* Instructions for the task:
Please pull out each line in the entries below that contains the word "post". Copy those lines in full.

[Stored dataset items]

START

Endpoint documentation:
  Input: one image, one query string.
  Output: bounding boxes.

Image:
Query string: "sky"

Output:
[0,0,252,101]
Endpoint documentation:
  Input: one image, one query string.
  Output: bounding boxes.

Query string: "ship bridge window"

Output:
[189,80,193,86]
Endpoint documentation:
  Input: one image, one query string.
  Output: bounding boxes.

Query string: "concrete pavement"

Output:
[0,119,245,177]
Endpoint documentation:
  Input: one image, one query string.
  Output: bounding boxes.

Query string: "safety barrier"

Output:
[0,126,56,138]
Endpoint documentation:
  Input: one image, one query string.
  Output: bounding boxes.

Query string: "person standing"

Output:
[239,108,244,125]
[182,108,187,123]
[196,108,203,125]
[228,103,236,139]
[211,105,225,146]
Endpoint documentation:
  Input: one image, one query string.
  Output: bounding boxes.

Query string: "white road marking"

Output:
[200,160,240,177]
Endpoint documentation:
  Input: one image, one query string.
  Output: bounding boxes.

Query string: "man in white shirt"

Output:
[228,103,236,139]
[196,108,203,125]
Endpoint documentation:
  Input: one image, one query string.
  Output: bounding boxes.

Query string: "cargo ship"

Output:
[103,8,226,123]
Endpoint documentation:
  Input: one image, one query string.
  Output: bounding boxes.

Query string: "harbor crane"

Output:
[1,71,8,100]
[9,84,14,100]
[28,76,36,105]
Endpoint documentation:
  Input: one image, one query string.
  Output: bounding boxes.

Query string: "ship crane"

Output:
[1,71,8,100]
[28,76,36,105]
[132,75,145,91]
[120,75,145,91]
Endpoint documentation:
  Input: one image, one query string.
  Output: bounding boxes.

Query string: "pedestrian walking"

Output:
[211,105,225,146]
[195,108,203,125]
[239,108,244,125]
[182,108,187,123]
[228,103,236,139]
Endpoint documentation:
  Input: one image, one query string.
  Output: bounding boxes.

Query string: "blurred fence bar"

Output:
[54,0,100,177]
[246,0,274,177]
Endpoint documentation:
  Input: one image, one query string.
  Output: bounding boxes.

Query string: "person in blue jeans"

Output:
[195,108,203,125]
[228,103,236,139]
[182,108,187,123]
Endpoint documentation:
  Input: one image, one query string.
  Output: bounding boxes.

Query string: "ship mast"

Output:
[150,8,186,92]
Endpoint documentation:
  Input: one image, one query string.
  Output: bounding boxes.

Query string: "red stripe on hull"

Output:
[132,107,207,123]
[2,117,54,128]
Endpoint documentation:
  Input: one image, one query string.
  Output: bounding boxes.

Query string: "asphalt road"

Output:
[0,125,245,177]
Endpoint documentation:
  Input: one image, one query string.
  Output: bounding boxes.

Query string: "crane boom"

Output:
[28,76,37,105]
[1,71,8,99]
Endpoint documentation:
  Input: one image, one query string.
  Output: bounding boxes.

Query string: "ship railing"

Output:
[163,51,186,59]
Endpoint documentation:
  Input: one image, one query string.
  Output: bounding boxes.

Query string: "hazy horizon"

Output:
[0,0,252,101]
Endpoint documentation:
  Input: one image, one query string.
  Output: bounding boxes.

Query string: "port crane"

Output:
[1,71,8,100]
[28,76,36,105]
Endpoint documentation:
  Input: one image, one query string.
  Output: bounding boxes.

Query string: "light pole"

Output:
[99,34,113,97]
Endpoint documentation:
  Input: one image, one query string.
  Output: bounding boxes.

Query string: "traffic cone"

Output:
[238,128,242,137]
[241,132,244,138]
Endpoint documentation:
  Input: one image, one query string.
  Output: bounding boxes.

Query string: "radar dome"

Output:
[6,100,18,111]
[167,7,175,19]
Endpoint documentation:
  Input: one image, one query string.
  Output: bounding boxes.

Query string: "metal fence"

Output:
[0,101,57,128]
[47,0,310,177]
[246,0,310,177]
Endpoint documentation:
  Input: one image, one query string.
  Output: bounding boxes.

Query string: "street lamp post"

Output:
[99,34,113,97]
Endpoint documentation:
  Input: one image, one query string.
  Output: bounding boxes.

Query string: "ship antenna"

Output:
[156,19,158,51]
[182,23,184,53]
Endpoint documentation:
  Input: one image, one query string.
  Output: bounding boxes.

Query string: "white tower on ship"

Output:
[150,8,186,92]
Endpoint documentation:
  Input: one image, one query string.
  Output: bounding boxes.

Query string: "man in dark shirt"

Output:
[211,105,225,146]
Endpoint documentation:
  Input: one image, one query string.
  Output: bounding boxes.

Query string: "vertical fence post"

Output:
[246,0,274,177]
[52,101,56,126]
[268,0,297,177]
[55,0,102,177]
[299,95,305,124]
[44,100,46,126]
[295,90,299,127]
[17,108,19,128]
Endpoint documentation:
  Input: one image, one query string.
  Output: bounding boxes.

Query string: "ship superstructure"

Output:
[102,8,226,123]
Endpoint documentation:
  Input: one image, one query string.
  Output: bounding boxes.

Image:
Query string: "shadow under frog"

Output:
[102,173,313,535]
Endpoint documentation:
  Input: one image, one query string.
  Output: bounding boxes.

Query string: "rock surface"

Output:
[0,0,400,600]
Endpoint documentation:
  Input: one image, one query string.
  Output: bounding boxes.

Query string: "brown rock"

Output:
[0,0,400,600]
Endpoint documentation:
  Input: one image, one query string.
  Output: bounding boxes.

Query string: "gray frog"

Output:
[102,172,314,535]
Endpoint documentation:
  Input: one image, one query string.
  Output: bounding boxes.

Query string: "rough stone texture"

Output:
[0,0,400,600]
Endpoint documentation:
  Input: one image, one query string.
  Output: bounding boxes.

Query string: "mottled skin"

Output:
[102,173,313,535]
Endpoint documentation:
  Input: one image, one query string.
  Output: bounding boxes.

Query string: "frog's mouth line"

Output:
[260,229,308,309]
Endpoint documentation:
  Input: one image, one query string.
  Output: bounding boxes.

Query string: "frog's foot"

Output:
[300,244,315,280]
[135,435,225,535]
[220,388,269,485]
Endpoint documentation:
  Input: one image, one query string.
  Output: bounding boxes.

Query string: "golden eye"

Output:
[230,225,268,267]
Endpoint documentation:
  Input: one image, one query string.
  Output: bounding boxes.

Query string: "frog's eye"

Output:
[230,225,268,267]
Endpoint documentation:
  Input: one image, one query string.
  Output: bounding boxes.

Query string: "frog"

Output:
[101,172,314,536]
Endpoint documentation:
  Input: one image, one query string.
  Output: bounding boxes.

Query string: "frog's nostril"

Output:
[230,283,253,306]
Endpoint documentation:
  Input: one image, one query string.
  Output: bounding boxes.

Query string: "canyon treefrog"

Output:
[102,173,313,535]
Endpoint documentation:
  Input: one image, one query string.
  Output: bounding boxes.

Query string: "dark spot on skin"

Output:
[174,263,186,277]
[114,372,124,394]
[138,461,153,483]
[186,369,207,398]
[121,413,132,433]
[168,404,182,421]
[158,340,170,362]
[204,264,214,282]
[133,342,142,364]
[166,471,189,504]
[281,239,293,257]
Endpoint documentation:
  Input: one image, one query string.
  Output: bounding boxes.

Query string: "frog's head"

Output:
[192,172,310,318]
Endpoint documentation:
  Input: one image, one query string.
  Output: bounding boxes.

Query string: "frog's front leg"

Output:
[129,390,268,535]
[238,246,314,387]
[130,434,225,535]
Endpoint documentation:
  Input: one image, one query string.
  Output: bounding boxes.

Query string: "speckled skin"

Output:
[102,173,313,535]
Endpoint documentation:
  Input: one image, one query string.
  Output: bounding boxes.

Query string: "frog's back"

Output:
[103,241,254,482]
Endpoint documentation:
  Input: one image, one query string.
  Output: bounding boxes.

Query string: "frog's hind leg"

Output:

END

* Finished task:
Query string: "street lamp post"
Query string: "vertical fence post"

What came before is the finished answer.